TASK OBJECTIVE: Render every line of the items below as a Markdown table with the columns No. and Line, numbering the rows, skipping blank lines, and leaving out the pictures.

[START SUPPLIED MATERIAL]

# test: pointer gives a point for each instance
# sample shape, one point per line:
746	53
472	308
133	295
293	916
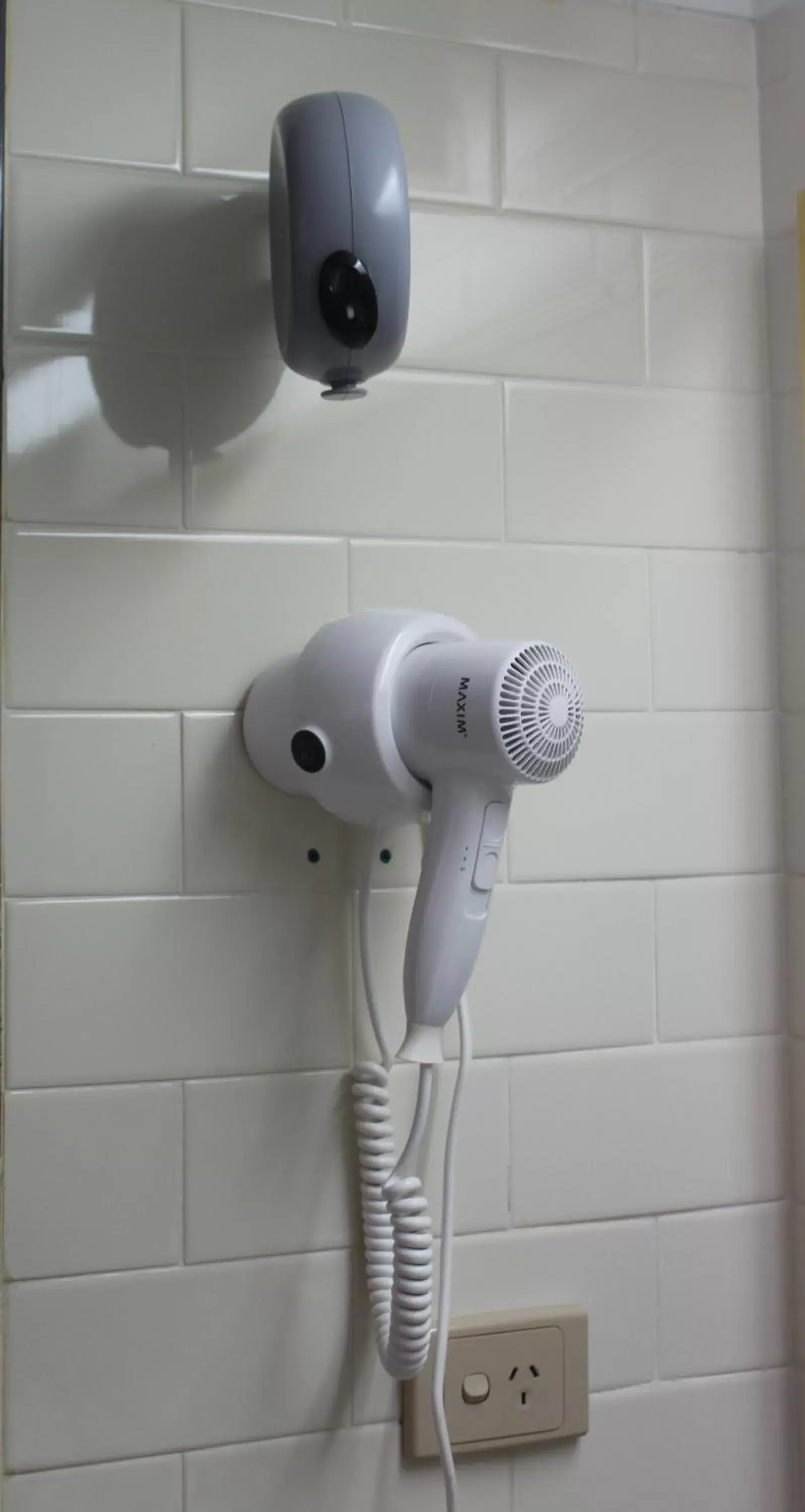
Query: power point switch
512	1378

[END SUPPLIED MATERIAL]

FINISHED ANSWER:
| No. | Line |
|---|---|
| 1 | # test: pointer gives a point for each instance |
| 2 | # sample shape, one point per line: |
| 3 | 746	53 |
| 4 | 472	308 |
| 5 | 133	295 |
| 6 | 293	916 |
| 7 | Query: power point switch |
| 8 | 512	1378 |